## Objective
Transcribe the part of the page about the novel The Lark that begins with the words "Scroll down for" and ends with "road to re­demption.".

## Passage given
>>
Wednesday, July 27, 2016

Excerpt and Giveaway: THE LARK by Dana Glossbrenner

Dana Glossbrenner

Genre: Humorous Literary Fiction
Publisher: Boldface Books
Date of Publication: June 7, 2016
Number of Pages: 270

Scroll down for Giveaway!

You’re never too old to learn—or too young

Good-looking, good-hearted Charley Bristow’s the most sought-after hair stylist in five West Texas counties. He’s an expert on the dance floor and sharp at the pool tables, too—but when it comes to pick­ing cars, dogs, and women, luck hasn’t quite gone his way lately. And there’s the ever-present worry over his mother, whose own trailer-park plight he’d just as soon steer clear of. 

Just when he’s sworn off temptation of the female sort, an evening at the local honky-tonk drives two prime targets right into his path. Weighing the sudden wealth of options in his love life, while also searching for the right choice of wheels to suit his needs, Charley stumbles upon a long-hidden secret and an unforeseen road to re­demption. 

The colorful denizens of the Wild Hare Salon, Jarod’s Automotive, and Hopper’s nightclub, along with those of the Briargrove First Methodist Church and the Sulfur Gap Centennial Celebration, will two-step their way right into your heart, to music as familiar as Willie Nelson and Charley Pride. And you just might start to fall in love with an old Johnny Mercer tune, too, as Charley Bristow faces his past and embraces the challenge of his future.
<<
## Stored data
>>
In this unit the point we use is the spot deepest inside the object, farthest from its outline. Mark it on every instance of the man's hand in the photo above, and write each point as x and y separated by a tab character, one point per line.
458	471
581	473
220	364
<<
## Full response
Scroll down for Giveaway!

You’re never too old to learn—or too young

Good-looking, good-hearted Charley Bristow’s the most sought-after hair stylist in five West Texas counties. He’s an expert on the dance floor and sharp at the pool tables, too—but when it comes to pick­ing cars, dogs, and women, luck hasn’t quite gone his way lately. And there’s the ever-present worry over his mother, whose own trailer-park plight he’d just as soon steer clear of. 

Just when he’s sworn off temptation of the female sort, an evening at the local honky-tonk drives two prime targets right into his path. Weighing the sudden wealth of options in his love life, while also searching for the right choice of wheels to suit his needs, Charley stumbles upon a long-hidden secret and an unforeseen road to re­demption.